» Problem details:
Below are records; output exactly the lines from the one with "Every instance of the child in" through their final line.

» Point localization data:
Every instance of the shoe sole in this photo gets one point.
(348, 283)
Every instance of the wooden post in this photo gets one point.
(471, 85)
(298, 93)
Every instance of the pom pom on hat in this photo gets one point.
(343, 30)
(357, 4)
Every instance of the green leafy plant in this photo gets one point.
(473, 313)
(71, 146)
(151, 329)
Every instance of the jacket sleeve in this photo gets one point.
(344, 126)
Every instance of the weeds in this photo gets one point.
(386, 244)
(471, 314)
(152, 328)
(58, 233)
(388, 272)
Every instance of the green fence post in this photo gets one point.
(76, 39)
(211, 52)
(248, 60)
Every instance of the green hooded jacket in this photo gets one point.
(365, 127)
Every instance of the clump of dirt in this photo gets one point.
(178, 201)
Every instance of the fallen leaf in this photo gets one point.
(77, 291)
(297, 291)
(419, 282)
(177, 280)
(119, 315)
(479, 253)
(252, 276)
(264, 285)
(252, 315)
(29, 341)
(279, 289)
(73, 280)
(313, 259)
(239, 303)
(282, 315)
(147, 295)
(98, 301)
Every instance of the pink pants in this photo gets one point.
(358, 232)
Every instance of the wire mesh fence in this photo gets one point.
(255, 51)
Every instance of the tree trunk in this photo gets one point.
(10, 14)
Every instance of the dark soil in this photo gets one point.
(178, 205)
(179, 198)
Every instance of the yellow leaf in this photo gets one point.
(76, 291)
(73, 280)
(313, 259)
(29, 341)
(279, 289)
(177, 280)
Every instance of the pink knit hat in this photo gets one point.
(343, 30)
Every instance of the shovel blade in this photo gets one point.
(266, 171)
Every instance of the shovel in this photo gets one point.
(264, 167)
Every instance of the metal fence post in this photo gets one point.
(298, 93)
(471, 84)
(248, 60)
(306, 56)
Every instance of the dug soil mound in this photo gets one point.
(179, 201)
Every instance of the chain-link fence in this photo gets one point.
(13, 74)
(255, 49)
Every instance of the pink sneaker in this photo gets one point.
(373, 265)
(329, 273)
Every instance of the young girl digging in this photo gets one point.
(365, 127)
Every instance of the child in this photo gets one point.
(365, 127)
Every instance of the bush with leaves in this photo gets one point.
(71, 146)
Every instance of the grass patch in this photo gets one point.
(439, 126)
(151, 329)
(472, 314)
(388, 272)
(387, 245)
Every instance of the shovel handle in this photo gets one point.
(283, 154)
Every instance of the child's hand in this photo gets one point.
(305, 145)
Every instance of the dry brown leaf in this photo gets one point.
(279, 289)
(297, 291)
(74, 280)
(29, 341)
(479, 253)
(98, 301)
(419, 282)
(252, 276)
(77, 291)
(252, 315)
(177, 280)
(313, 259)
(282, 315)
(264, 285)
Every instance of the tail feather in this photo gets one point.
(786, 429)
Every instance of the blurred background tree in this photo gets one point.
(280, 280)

» Answer to this exercise:
Every instance of the child in this photo gets one point.
(365, 127)
Every instance of the bush with leaves in this photo gets one point.
(71, 146)
Every instance of the grass patch in this photo gets one point.
(439, 126)
(151, 329)
(472, 314)
(388, 272)
(387, 245)
Every instance of the shovel handle in this photo gets one point.
(283, 154)
Every instance of the child's hand in this photo gets one point.
(305, 145)
Every instance of the dry brown leaf in this photo gets one point.
(279, 289)
(297, 291)
(74, 280)
(29, 341)
(479, 253)
(98, 301)
(419, 282)
(252, 276)
(77, 291)
(252, 315)
(177, 280)
(313, 259)
(282, 315)
(264, 285)
Every instance of the tail feather in this photo gets one point.
(786, 429)
Every instance of the blurred background tree in this photo gets one point.
(280, 280)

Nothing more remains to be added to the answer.